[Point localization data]

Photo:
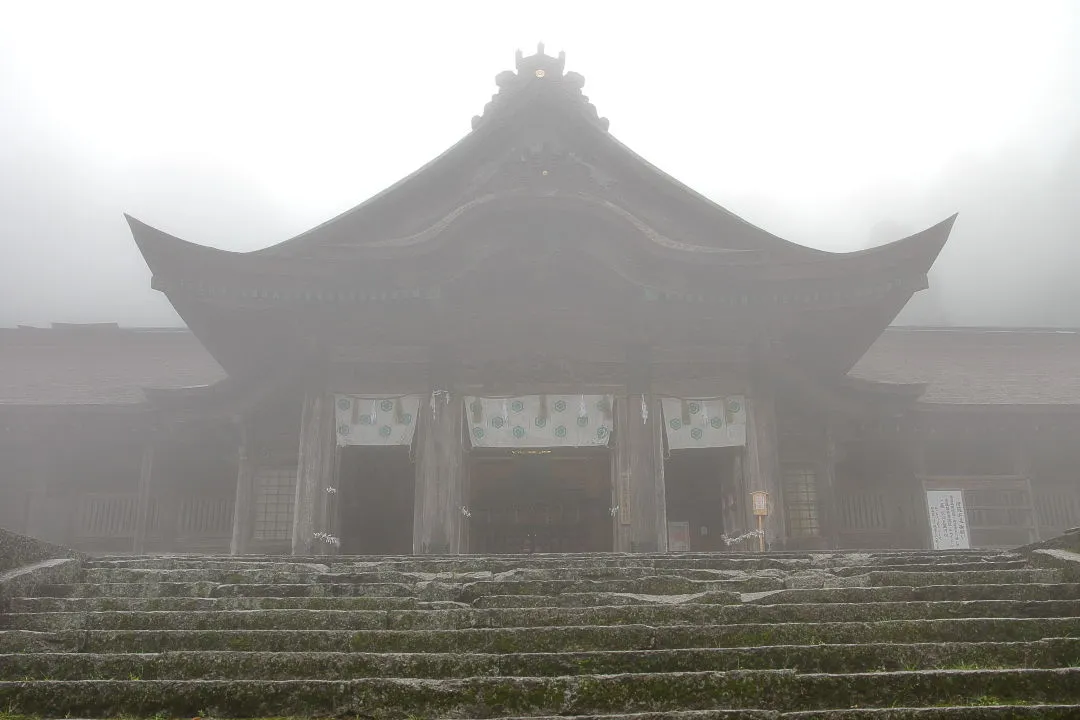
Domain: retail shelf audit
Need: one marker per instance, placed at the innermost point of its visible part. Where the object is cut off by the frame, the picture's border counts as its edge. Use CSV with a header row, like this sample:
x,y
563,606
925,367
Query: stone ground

Task
Please give the entries again word for word, without any pictures.

Answer to the exercise
Photo:
Domain: retail shelf audit
Need: one marker per instance, placed at the innermost point of its visible part. Where the object is cut off by the frame, the picture's border counts as its edge. Use CSV with a header row, like this sample:
x,y
563,606
925,367
Query: stone ground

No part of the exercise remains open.